Point-per-instance localization data

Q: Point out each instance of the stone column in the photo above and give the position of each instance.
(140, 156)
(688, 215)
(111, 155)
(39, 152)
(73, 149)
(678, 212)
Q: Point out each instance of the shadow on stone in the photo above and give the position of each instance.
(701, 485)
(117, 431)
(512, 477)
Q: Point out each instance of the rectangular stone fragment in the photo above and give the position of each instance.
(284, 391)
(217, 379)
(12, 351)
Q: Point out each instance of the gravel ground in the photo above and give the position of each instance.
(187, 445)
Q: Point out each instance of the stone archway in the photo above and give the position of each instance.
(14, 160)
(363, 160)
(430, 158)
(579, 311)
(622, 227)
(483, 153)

▶ [Exercise directions] Exactly the lines from the one containing "Q: Point out each instance of the rectangular" through the end of the records above are to be printed, and no others.

▶ [Solution to the exercise]
Q: Point out each instance of the rectangular stone fragment in the photo above and give the position of each instance.
(284, 391)
(217, 379)
(12, 351)
Q: Point out each instance of the gravel ground in the photo above and give the position of each instance.
(187, 445)
Q: Point out each instance of the stone archway in the photo above and give the position of each instance.
(14, 160)
(363, 160)
(430, 158)
(579, 311)
(622, 227)
(483, 153)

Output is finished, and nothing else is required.